■ **Problem description**: Among the entries below, find every line that contains the string "wallpaper", then copy it.

■ **Supplied entries**:

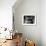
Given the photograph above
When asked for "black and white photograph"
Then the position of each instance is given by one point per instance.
(29, 19)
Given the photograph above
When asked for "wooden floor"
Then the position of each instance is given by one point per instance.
(9, 43)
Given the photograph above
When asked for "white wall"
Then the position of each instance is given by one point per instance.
(43, 22)
(6, 13)
(32, 32)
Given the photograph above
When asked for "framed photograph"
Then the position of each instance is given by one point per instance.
(29, 20)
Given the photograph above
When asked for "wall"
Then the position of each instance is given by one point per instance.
(32, 32)
(6, 13)
(43, 22)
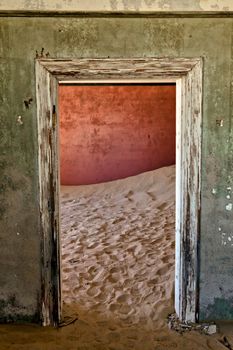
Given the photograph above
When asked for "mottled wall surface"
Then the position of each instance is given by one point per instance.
(61, 37)
(111, 132)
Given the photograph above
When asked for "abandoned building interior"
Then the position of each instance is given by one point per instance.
(116, 175)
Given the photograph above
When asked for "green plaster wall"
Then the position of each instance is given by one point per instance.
(20, 38)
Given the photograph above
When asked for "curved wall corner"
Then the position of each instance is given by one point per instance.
(112, 132)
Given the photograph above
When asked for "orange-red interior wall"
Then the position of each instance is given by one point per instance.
(111, 132)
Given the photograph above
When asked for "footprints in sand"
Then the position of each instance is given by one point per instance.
(118, 251)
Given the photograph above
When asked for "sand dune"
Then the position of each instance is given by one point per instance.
(118, 247)
(117, 271)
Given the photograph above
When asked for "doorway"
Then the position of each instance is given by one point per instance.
(187, 75)
(117, 199)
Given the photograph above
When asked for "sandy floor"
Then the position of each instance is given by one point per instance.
(118, 244)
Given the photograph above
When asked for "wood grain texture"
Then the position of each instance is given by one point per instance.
(188, 72)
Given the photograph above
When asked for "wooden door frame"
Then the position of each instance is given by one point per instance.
(187, 73)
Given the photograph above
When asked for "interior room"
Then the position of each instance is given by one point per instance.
(117, 200)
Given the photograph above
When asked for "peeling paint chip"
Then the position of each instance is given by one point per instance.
(229, 206)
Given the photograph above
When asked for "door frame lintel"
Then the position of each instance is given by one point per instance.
(187, 74)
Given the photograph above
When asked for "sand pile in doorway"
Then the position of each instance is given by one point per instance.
(118, 271)
(118, 243)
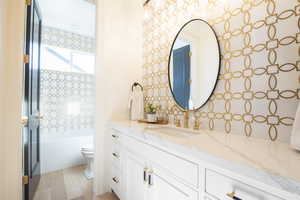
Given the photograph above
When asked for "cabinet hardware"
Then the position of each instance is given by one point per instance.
(115, 136)
(150, 179)
(26, 57)
(115, 179)
(39, 117)
(28, 2)
(116, 155)
(25, 180)
(232, 195)
(24, 121)
(145, 175)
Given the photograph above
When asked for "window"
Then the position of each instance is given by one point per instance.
(67, 60)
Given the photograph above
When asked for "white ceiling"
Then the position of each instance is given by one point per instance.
(76, 16)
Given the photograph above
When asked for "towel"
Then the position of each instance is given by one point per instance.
(136, 105)
(295, 137)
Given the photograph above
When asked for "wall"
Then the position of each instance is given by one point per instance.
(118, 65)
(67, 102)
(258, 88)
(2, 87)
(14, 37)
(66, 39)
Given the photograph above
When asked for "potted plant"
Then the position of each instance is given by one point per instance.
(151, 113)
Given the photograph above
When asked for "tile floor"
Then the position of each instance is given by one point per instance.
(68, 184)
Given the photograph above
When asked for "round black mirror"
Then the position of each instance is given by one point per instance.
(194, 64)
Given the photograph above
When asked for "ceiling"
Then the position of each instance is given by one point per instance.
(76, 16)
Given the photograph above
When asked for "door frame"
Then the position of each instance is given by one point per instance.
(30, 182)
(16, 12)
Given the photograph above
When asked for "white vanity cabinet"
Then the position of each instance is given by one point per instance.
(145, 180)
(134, 176)
(144, 171)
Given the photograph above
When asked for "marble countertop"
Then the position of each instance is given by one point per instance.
(272, 163)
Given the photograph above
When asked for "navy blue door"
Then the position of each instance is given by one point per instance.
(181, 75)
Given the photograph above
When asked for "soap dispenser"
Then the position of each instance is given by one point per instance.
(295, 137)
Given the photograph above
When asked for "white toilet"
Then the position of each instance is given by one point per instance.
(88, 154)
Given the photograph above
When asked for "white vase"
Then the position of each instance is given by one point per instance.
(151, 117)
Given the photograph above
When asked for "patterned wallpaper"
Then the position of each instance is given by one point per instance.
(67, 101)
(64, 39)
(259, 84)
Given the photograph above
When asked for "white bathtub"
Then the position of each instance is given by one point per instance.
(60, 151)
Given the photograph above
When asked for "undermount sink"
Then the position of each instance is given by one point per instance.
(173, 131)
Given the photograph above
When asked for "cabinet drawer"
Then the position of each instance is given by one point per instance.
(185, 170)
(116, 156)
(221, 186)
(115, 181)
(115, 135)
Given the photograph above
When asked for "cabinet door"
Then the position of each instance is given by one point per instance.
(133, 173)
(163, 186)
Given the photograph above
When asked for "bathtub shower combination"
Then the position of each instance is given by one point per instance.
(67, 104)
(60, 151)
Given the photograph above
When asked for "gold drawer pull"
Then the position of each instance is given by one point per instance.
(150, 179)
(232, 195)
(116, 155)
(115, 136)
(115, 179)
(145, 175)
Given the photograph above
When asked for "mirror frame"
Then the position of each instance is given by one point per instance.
(219, 67)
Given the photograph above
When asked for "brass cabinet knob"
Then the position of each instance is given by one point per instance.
(145, 175)
(115, 136)
(116, 155)
(115, 179)
(232, 195)
(150, 179)
(24, 121)
(178, 124)
(39, 117)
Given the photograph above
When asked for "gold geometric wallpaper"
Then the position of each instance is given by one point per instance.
(258, 89)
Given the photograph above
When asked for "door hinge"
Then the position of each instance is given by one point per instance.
(25, 180)
(24, 121)
(26, 59)
(28, 2)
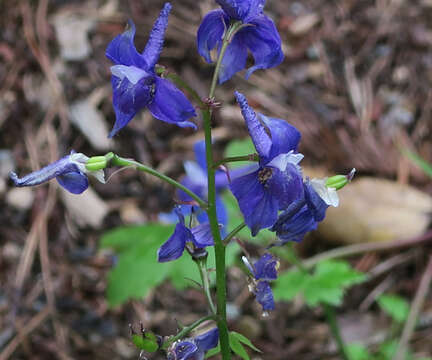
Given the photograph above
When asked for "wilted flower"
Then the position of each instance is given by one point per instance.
(263, 271)
(196, 238)
(277, 181)
(135, 83)
(194, 348)
(70, 172)
(258, 34)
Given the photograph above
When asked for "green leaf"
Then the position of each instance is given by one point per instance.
(419, 161)
(212, 352)
(325, 285)
(137, 270)
(395, 306)
(289, 284)
(357, 352)
(244, 340)
(239, 148)
(237, 347)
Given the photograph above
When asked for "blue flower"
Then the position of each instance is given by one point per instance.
(135, 83)
(259, 35)
(263, 271)
(194, 239)
(277, 181)
(304, 214)
(70, 172)
(194, 348)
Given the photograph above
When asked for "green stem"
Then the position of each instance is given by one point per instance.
(202, 267)
(160, 70)
(211, 211)
(185, 331)
(233, 233)
(328, 309)
(334, 328)
(250, 157)
(119, 161)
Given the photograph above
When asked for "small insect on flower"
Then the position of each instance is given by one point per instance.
(263, 271)
(70, 172)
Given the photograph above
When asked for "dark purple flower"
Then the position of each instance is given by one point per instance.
(197, 237)
(135, 83)
(277, 181)
(263, 271)
(194, 348)
(70, 172)
(259, 35)
(304, 214)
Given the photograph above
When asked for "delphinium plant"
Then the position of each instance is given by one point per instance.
(271, 192)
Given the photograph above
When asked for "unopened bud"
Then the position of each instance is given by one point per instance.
(96, 163)
(339, 181)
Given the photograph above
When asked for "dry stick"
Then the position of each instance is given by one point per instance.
(356, 249)
(416, 306)
(24, 332)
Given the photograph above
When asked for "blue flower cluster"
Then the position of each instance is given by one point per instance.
(271, 194)
(263, 271)
(194, 348)
(258, 34)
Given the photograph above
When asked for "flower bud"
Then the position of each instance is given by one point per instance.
(96, 163)
(339, 181)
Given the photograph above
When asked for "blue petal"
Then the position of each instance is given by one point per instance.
(258, 206)
(202, 236)
(129, 98)
(173, 248)
(208, 340)
(242, 10)
(234, 59)
(263, 40)
(264, 295)
(210, 32)
(293, 227)
(315, 203)
(257, 130)
(45, 174)
(284, 136)
(200, 154)
(75, 181)
(265, 268)
(287, 186)
(154, 45)
(183, 350)
(121, 50)
(171, 105)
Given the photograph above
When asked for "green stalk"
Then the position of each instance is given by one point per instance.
(233, 233)
(119, 161)
(211, 211)
(328, 309)
(250, 157)
(185, 331)
(202, 267)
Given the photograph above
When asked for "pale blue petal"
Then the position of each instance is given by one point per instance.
(234, 59)
(75, 182)
(154, 45)
(257, 131)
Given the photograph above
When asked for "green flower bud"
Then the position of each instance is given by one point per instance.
(339, 181)
(146, 341)
(96, 163)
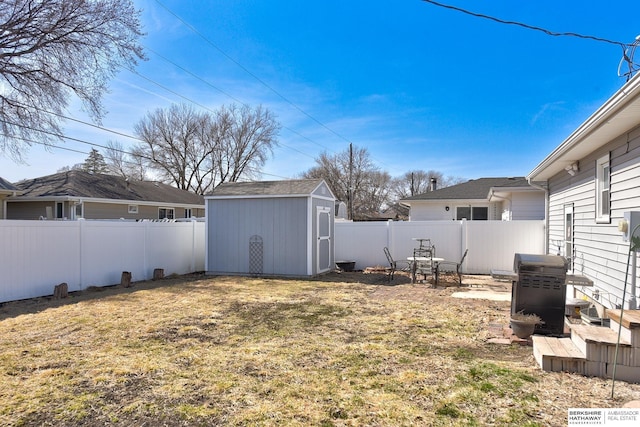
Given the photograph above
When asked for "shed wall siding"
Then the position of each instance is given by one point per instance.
(281, 222)
(600, 252)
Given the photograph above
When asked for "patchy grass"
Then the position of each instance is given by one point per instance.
(240, 351)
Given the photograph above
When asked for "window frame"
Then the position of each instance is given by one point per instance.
(603, 190)
(471, 210)
(167, 210)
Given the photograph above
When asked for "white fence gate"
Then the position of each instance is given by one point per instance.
(491, 244)
(37, 255)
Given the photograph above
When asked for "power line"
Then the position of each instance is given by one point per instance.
(233, 98)
(246, 70)
(527, 26)
(93, 144)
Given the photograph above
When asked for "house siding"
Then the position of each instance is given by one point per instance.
(525, 206)
(92, 210)
(436, 211)
(600, 252)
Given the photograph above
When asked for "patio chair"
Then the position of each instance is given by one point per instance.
(425, 265)
(393, 265)
(450, 264)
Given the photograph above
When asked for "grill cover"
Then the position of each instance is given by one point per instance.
(541, 289)
(543, 263)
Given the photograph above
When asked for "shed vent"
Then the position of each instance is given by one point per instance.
(255, 254)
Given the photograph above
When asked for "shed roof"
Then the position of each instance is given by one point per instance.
(294, 187)
(83, 184)
(475, 189)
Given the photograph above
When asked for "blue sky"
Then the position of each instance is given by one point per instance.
(420, 86)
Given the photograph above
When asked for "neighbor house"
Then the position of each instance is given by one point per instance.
(6, 189)
(479, 199)
(77, 194)
(592, 179)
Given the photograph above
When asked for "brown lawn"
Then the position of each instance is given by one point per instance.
(346, 349)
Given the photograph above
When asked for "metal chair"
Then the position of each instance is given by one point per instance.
(393, 265)
(457, 265)
(423, 263)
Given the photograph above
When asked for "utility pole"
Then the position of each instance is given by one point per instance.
(350, 181)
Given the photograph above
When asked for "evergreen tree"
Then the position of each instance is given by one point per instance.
(95, 163)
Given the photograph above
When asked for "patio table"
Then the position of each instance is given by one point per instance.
(415, 260)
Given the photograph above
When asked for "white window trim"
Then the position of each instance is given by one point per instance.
(173, 210)
(602, 163)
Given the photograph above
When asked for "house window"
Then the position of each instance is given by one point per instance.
(463, 212)
(569, 248)
(166, 213)
(472, 213)
(59, 210)
(79, 210)
(603, 199)
(480, 214)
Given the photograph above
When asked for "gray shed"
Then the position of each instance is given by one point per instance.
(270, 228)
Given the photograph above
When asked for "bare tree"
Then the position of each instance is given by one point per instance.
(247, 138)
(353, 178)
(129, 165)
(51, 50)
(196, 151)
(417, 182)
(173, 144)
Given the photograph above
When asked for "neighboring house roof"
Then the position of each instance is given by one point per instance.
(475, 189)
(6, 186)
(294, 187)
(81, 184)
(616, 116)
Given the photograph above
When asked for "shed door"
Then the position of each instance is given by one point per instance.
(323, 218)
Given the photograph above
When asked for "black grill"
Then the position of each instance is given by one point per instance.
(541, 289)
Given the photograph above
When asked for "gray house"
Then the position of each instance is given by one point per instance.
(503, 199)
(271, 228)
(78, 194)
(593, 180)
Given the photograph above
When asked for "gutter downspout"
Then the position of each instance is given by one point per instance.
(544, 187)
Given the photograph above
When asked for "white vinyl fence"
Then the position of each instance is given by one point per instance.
(37, 255)
(491, 244)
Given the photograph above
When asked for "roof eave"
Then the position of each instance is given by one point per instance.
(608, 122)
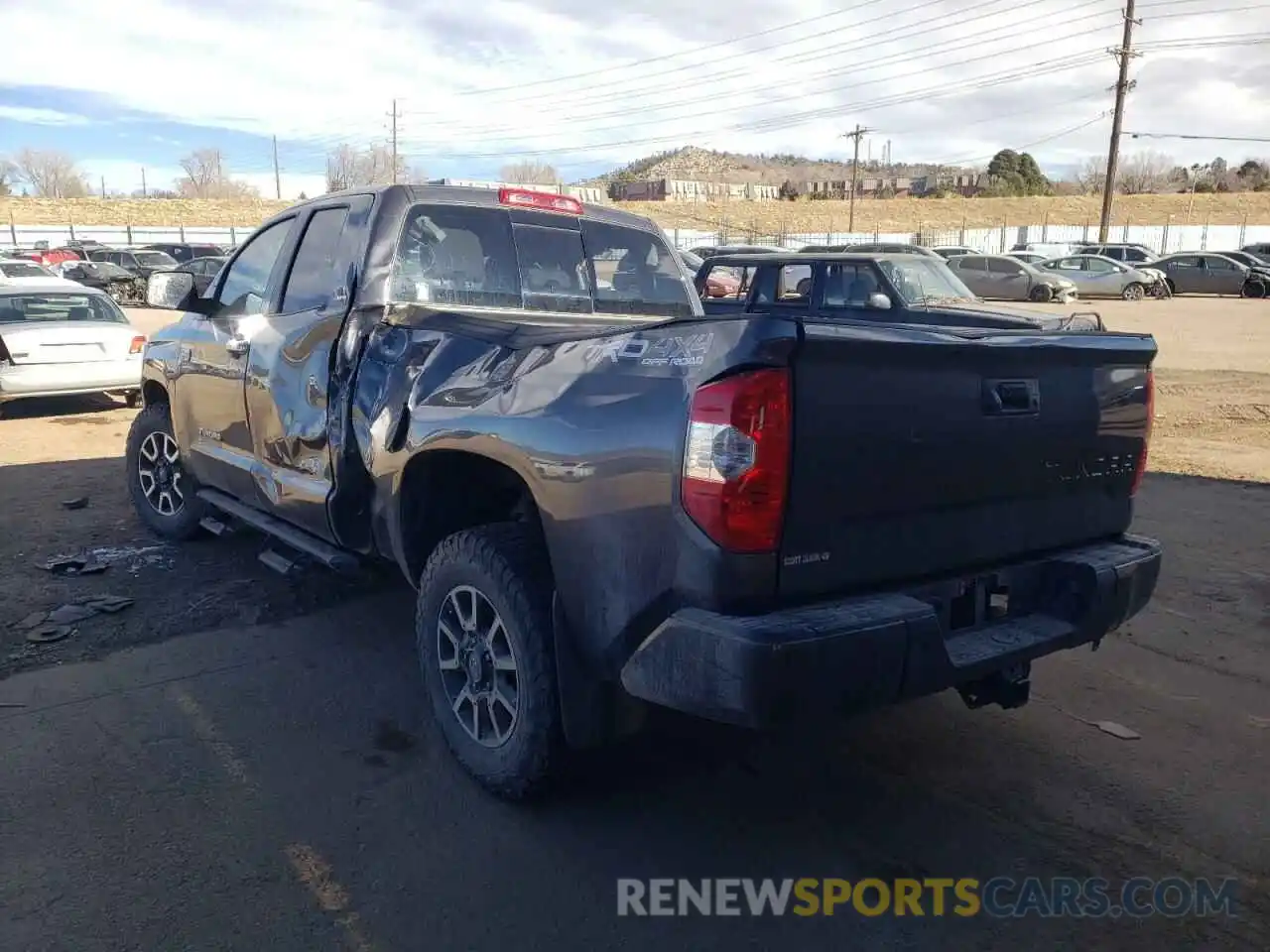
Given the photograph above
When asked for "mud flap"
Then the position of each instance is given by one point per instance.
(588, 705)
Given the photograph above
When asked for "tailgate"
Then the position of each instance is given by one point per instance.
(924, 452)
(66, 341)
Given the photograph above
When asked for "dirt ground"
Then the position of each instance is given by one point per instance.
(1213, 420)
(294, 673)
(738, 217)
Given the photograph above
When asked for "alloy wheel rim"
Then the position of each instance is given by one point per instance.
(477, 665)
(160, 474)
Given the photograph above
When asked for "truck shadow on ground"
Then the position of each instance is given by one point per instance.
(327, 715)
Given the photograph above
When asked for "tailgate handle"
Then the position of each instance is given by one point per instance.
(1011, 397)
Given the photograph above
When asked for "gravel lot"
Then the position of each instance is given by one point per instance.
(926, 784)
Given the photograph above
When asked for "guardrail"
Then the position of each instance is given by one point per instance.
(1164, 239)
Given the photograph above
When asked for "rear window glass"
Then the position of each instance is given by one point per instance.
(30, 308)
(475, 257)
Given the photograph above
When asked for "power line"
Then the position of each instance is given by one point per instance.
(1198, 139)
(794, 119)
(691, 51)
(599, 93)
(806, 87)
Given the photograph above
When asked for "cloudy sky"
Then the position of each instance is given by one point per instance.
(587, 86)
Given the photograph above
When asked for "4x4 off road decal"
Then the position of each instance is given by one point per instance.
(688, 350)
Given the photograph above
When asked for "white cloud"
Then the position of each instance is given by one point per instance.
(940, 80)
(123, 176)
(40, 117)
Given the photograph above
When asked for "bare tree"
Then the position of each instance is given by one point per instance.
(206, 177)
(8, 177)
(530, 173)
(348, 167)
(1142, 173)
(51, 175)
(1091, 177)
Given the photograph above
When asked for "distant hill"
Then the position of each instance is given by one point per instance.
(708, 166)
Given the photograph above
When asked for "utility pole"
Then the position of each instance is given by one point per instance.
(1123, 54)
(277, 175)
(394, 141)
(856, 134)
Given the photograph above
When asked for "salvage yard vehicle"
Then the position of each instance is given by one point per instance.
(608, 499)
(140, 263)
(19, 272)
(58, 339)
(123, 287)
(1207, 273)
(1095, 276)
(1010, 280)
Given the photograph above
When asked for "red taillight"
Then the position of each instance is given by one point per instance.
(737, 460)
(545, 200)
(1146, 436)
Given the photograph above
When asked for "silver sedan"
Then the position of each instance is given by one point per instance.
(59, 340)
(1096, 276)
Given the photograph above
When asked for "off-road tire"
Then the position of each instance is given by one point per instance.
(185, 525)
(507, 563)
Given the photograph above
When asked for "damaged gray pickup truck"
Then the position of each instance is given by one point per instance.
(607, 499)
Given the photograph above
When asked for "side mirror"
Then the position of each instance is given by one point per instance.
(172, 291)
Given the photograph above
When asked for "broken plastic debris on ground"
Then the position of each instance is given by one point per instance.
(44, 627)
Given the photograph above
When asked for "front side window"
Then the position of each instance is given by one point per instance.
(45, 308)
(248, 278)
(314, 275)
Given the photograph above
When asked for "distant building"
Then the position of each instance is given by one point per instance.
(693, 190)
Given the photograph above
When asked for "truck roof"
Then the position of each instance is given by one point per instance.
(462, 194)
(807, 258)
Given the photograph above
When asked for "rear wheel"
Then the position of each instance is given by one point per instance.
(484, 636)
(163, 493)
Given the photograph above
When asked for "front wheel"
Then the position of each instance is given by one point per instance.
(484, 638)
(163, 493)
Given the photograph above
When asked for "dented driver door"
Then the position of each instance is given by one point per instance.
(290, 367)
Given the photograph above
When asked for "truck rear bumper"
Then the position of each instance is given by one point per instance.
(871, 651)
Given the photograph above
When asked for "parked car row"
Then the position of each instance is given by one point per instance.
(119, 272)
(1060, 271)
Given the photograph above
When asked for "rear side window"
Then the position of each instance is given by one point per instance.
(44, 308)
(793, 286)
(1005, 266)
(849, 285)
(314, 275)
(476, 257)
(635, 272)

■ **Exercise output**:
When asked for "patterned wallpaper"
When asked for "gold geometric wallpaper"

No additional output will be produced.